= TASK TO CARRY OUT =
Look in the material below for the line holding "Target: dark grey roof tiles". Set it down exactly, with each later line up to and including the line holding "Target: arched church window".

= GIVEN ENTRIES =
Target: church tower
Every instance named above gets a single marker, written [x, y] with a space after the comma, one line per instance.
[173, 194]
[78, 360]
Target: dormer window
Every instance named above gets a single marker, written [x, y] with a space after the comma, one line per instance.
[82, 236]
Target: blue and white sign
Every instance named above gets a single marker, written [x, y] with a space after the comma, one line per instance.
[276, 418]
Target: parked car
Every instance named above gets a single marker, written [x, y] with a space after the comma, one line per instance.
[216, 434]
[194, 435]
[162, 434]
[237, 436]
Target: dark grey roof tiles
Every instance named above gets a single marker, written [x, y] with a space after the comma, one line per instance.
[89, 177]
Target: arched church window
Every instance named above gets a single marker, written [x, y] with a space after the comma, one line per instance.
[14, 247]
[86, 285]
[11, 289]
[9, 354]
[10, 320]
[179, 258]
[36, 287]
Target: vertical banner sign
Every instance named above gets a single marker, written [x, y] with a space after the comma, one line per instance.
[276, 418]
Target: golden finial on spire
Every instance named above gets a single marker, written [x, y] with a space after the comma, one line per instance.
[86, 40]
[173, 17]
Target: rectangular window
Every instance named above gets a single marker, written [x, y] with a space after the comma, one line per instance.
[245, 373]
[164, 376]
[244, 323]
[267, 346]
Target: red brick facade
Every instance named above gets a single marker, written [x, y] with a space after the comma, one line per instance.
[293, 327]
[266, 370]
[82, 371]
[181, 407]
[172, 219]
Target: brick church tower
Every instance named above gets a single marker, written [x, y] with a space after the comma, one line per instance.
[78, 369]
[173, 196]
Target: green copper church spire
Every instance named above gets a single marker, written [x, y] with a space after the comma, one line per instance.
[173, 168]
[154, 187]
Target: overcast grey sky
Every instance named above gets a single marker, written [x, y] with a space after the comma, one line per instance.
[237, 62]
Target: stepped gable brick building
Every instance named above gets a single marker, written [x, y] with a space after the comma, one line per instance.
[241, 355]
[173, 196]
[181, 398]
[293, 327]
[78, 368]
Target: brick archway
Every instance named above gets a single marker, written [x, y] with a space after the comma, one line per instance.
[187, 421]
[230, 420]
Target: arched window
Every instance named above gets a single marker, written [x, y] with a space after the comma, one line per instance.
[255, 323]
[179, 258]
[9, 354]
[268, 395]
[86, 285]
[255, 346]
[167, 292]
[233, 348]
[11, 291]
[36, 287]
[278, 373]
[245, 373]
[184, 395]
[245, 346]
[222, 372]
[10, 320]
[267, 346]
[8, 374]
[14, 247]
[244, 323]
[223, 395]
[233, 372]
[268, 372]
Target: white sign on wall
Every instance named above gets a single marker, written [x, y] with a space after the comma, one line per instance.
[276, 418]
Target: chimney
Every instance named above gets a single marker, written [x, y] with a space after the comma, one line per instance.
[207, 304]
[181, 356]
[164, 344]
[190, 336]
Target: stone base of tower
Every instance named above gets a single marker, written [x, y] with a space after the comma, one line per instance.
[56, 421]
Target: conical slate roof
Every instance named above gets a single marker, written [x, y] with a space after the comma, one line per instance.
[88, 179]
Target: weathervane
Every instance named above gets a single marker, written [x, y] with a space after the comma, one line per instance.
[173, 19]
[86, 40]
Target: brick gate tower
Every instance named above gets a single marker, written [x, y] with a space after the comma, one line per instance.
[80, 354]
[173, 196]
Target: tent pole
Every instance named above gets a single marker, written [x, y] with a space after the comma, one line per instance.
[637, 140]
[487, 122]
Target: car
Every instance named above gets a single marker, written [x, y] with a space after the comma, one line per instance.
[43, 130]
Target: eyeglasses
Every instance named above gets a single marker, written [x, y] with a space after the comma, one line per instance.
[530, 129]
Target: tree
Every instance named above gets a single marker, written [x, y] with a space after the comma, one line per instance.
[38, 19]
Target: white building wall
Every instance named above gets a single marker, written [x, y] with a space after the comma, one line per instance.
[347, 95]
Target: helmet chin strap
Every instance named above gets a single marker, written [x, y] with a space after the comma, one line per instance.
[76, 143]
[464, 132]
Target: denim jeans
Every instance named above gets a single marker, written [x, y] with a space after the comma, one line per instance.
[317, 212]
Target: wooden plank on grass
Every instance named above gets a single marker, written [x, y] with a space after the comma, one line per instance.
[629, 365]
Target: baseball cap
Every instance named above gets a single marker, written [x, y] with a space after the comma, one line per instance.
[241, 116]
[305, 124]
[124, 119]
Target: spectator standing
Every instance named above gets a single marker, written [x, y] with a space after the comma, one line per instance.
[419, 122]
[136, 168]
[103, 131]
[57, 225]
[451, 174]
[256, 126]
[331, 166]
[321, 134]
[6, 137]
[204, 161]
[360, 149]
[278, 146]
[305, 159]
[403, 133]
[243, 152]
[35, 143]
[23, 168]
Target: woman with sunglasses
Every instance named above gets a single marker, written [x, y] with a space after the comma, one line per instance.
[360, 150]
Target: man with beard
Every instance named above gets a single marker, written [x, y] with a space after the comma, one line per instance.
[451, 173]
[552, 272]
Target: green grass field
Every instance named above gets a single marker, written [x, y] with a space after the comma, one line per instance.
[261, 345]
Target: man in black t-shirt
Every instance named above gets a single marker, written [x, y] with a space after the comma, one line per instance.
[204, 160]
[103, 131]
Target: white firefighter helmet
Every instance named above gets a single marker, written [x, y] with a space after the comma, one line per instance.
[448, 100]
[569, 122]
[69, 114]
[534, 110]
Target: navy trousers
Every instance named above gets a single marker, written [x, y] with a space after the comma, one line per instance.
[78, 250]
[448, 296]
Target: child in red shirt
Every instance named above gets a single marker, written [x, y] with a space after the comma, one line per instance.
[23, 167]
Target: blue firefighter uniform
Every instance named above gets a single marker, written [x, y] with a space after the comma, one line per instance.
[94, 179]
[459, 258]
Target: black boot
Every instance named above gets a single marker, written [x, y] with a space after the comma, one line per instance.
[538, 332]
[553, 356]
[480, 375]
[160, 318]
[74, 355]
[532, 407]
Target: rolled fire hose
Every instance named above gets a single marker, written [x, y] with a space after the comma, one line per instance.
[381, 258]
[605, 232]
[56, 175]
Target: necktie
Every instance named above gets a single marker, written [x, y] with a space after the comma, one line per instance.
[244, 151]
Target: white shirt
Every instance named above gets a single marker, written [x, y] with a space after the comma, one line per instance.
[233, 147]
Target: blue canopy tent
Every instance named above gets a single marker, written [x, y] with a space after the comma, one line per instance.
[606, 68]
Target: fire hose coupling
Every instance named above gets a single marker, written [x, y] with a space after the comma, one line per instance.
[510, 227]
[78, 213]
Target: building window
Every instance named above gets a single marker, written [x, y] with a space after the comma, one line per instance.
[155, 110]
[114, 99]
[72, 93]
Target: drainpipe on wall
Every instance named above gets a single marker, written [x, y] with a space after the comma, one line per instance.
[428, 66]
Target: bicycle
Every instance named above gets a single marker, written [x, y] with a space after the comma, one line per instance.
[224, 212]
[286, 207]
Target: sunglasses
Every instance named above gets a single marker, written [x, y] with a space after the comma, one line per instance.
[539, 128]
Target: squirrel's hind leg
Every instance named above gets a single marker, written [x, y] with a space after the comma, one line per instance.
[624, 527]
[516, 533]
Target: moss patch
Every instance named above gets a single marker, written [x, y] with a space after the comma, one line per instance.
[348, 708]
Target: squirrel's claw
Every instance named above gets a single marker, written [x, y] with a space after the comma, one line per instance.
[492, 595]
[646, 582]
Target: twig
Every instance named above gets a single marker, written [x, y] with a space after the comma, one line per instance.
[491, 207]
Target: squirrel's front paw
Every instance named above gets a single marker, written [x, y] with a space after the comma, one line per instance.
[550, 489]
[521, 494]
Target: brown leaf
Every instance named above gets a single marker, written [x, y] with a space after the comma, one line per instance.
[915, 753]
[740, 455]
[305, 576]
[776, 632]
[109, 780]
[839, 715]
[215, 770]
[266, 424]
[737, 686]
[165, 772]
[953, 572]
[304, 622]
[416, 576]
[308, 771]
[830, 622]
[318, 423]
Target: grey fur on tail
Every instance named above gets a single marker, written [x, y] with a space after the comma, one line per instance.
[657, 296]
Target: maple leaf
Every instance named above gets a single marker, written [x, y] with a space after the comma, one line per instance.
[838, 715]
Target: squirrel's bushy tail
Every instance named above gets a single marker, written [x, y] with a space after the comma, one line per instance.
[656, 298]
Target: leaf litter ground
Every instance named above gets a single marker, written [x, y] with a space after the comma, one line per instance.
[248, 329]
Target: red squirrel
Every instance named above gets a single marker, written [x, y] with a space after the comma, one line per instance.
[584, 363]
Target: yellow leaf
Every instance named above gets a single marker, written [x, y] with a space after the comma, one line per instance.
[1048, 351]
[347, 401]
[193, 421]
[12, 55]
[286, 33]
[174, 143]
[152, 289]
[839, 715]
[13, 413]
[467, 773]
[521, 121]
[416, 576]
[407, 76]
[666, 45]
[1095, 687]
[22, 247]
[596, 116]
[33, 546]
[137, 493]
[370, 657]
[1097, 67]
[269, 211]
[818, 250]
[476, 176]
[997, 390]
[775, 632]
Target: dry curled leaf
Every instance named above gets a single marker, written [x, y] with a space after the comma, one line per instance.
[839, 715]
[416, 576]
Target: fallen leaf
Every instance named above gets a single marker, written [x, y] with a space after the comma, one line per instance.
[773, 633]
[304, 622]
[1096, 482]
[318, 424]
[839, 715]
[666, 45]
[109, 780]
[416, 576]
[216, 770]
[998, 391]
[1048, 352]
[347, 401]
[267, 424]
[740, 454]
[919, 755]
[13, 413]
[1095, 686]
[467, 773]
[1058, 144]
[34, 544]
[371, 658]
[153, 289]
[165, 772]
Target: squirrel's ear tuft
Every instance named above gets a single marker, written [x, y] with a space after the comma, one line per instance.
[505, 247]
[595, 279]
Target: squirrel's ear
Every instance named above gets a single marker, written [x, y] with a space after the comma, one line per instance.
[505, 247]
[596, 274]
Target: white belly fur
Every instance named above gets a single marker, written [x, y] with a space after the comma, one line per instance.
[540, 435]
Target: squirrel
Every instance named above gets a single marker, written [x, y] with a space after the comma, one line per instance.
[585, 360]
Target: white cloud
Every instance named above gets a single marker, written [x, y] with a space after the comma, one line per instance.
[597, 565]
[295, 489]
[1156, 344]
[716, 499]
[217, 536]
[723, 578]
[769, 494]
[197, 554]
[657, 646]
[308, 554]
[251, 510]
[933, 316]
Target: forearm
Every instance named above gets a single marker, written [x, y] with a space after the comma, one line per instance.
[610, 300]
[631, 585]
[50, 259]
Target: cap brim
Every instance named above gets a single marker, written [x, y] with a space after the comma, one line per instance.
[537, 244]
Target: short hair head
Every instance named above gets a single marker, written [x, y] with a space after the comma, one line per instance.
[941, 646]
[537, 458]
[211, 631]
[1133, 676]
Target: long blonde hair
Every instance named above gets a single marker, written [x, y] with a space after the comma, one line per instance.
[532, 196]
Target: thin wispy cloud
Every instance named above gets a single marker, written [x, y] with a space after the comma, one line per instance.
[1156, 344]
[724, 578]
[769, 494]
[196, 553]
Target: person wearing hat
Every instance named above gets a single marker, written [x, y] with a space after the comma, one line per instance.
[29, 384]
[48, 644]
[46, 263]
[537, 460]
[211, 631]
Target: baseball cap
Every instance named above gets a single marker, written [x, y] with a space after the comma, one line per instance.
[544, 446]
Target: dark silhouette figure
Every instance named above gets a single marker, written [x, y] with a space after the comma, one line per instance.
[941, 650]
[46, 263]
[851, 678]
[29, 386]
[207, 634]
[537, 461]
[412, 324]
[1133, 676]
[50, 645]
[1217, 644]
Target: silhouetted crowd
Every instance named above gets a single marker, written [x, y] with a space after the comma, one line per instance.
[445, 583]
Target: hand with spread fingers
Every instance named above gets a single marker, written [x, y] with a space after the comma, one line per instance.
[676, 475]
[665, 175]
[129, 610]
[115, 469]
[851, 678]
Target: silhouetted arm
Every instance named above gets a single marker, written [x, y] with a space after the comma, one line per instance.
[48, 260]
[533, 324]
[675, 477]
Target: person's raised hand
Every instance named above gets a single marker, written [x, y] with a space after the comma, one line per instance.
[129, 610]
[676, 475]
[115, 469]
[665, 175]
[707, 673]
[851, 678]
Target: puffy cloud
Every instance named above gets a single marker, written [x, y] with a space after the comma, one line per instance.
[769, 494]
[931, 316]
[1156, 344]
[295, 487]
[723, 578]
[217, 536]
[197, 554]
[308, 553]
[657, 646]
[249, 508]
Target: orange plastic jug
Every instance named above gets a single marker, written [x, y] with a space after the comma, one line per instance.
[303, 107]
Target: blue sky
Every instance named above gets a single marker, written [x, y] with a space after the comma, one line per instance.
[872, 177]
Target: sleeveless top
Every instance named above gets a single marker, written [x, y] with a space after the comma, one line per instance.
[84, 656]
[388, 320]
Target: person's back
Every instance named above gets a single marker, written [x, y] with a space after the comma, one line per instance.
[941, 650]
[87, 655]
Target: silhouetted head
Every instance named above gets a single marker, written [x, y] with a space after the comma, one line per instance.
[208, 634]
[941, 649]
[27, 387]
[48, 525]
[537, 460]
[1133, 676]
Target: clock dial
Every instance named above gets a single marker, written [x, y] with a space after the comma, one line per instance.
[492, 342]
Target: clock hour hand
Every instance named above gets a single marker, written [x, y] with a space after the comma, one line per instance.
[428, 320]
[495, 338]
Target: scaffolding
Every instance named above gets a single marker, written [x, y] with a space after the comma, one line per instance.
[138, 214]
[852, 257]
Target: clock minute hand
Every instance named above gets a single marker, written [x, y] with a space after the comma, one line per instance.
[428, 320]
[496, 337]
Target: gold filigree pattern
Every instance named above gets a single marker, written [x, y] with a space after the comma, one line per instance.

= THE COMPLETED TASK =
Target: dark grey roof tiles
Every instance named above gets a single marker, written [x, y] with a space after the comma, one line per instance.
[89, 177]
Target: arched church window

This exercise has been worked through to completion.